Exercise prompt: An exact reproduction of all the entries is the expected answer.

[Stored records]
===
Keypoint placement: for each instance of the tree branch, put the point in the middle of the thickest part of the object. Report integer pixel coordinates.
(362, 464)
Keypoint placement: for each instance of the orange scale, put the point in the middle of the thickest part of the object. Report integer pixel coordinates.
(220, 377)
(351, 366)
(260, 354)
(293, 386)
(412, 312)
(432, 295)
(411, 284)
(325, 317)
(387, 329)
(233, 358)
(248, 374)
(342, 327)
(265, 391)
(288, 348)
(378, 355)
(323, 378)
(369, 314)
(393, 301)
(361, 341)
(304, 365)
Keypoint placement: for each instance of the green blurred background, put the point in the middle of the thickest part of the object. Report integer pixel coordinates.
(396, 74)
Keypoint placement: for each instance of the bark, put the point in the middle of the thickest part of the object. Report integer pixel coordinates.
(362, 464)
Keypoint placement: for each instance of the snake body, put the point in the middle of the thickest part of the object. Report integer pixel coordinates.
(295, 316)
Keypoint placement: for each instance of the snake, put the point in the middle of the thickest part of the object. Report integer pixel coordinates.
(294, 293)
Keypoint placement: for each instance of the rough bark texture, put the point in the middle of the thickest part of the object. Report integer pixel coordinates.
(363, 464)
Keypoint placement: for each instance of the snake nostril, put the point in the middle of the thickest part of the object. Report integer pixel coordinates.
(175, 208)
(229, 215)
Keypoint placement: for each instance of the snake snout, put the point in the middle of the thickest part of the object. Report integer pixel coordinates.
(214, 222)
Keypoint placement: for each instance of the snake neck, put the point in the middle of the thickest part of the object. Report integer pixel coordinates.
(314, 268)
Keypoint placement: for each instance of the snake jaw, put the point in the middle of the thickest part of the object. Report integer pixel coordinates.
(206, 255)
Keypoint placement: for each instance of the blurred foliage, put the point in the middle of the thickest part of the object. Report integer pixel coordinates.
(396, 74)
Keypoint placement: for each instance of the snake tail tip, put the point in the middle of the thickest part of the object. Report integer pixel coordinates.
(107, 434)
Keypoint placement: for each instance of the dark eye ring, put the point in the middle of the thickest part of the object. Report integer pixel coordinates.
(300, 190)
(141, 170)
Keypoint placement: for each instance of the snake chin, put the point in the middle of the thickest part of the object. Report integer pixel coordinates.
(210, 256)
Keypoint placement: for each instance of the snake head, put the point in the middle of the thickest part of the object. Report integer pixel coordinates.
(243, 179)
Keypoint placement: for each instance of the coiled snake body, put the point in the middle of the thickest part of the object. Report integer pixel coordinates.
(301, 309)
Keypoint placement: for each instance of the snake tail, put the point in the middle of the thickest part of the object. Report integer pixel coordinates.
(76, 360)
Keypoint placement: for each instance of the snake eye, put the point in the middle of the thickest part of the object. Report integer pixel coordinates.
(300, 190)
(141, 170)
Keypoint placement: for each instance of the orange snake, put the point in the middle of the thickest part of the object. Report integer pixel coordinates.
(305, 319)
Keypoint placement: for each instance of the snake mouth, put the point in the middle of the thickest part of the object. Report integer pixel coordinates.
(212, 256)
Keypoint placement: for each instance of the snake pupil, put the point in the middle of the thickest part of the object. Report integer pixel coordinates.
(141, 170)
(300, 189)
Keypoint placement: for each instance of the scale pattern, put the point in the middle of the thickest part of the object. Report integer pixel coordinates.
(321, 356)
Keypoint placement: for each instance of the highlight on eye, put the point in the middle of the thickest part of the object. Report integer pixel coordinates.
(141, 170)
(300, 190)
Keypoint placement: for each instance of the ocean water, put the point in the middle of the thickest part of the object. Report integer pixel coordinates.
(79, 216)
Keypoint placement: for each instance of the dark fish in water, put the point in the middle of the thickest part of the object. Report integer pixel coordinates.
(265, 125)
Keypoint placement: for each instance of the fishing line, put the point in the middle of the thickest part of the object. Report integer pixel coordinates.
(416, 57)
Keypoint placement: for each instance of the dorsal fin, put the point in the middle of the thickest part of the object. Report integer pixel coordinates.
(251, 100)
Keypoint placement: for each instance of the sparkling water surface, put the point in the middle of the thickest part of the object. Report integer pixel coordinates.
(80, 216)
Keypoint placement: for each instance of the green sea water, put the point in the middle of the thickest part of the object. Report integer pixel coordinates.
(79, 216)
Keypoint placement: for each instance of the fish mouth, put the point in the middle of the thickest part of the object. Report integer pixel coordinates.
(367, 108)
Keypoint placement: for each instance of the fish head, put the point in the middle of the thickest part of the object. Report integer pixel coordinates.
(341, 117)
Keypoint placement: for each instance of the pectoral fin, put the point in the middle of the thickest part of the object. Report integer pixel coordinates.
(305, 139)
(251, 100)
===
Result of the exercise:
Keypoint placement: for each instance of the tree branch, put the point in the middle of the thickest part of the object. Report integer pixel coordinates.
(362, 464)
Keypoint placement: for each instance of the orange scale, put the point in the middle of the thickest part of the object. Report integer pixel coordinates.
(220, 377)
(351, 366)
(260, 354)
(293, 386)
(412, 312)
(432, 295)
(411, 284)
(325, 317)
(387, 329)
(233, 358)
(248, 374)
(342, 327)
(265, 391)
(288, 348)
(378, 355)
(323, 378)
(369, 314)
(393, 301)
(361, 341)
(304, 365)
Keypoint placement: for each instance of the green blurred background, put the point in the middle of the thickest part of the object. Report integer pixel coordinates.
(396, 74)
Keypoint placement: for each instance of the bark, put the point in the middle of the thickest part of the object. Report integer pixel coordinates.
(362, 464)
Keypoint placement: for each instance of the snake body, put the point in the middle of the thickest part of the object. Report integer pixel coordinates.
(295, 316)
Keypoint placement: for each instance of the snake, put the point in the middle of the thickest part of the object. Report integer pixel coordinates.
(294, 293)
Keypoint placement: for each instance of the rough bark texture, put the point in the middle of the thickest part of the object. Report integer pixel coordinates.
(363, 464)
Keypoint placement: for each instance of the snake nostril, put the point in the middle of the thickest part of the object. Report integer pixel coordinates.
(175, 208)
(229, 215)
Keypoint placement: for each instance of the snake snout, put the point in the middle of the thickest part of the object. Report integer pixel coordinates.
(214, 222)
Keypoint placement: for each instance of the snake neck, put the point in the middle of the thickest part of the object. Report integer pixel coordinates.
(314, 268)
Keypoint placement: for each instance of the snake jaw, put the point in the middle of the thickest part of the object. Report integer pixel coordinates.
(206, 255)
Keypoint placement: for each instance of the blurred foliage, put the point in the middle of the thickest part of the object. Report integer pixel coordinates.
(396, 74)
Keypoint placement: for each instance of the snake tail tip, put the point in the middle of the thickest part of the object. Report integer pixel coordinates.
(107, 434)
Keypoint placement: for each instance of the dark eye ring, put the point in the middle of the thickest part of the object. Report integer pixel coordinates.
(300, 190)
(141, 170)
Keypoint placement: for each instance of the snake chin, put the point in the middle of the thickest part of the object. Report integer pixel coordinates.
(210, 256)
Keypoint placement: for each instance of the snake head, put the point in the middle of the thickest part of the object. Report integer pixel coordinates.
(243, 179)
Keypoint placement: for each instance of the coiled snake body, put the point in the middle of the thickest part of the object. Report integer pixel coordinates.
(301, 309)
Keypoint placement: for each instance of the snake tail, put the point in the middle of the thickest part of the object. Report integer pixel coordinates.
(76, 360)
Keypoint placement: for each instance of the snake eye, put the point in the middle of the thickest part of the object. Report integer pixel coordinates.
(300, 190)
(141, 170)
Keypoint placement: for each instance of the orange snake, put the point in the middle of the thickest part of the object. Report integer pixel coordinates.
(305, 319)
Keypoint placement: for each instance of the snake mouth, put the point in the middle of the thickest part of the object. Report integer pixel coordinates.
(212, 256)
Keypoint placement: for each instance of the snake pupil, put the point in the middle of the thickest part of the object. Report integer pixel coordinates.
(141, 170)
(300, 189)
Keypoint placement: for each instance of the scale pattern, put the point in the middle of the thickest part of the object. Report integer pixel coordinates.
(321, 356)
Keypoint placement: for each instance of the highlight on eye, put the point in the middle of the thickest part of the object. Report integer pixel coordinates.
(141, 170)
(300, 190)
Keypoint placement: for each instance of the ocean water, put the point in the middle of the thickest part of the object. Report integer pixel coordinates.
(79, 216)
Keypoint placement: for each instance of the dark fish in water, put the point in the middle of the thickest part of the object. Report integer pixel coordinates.
(265, 125)
Keypoint placement: for each instance of the fishing line, put the point in the middle of the thickest part of the object. Report integer pixel coordinates.
(416, 57)
Keypoint placement: for each instance of the dorsal fin, put the point in the middle of the thickest part of the object. Report integer pixel coordinates.
(251, 100)
Keypoint placement: for each instance of the sparkling water surface, put the point in the middle of the thickest part of the object. Report integer pixel coordinates.
(80, 216)
Keypoint placement: for each instance of the green sea water, put the point in the middle of the thickest part of the object. Report integer pixel coordinates.
(79, 216)
Keypoint placement: for each instance of the fish mouth, put the point in the middle of the thickest part of the object. Report integer pixel coordinates.
(367, 108)
Keypoint placement: for each instance of the fish head, put the point in the middle of the thickest part of the object. Report integer pixel coordinates.
(341, 117)
Keypoint placement: for each instance of the pectoral fin, put the point in the middle of the thickest part of the object. Report integer pixel coordinates.
(305, 139)
(251, 100)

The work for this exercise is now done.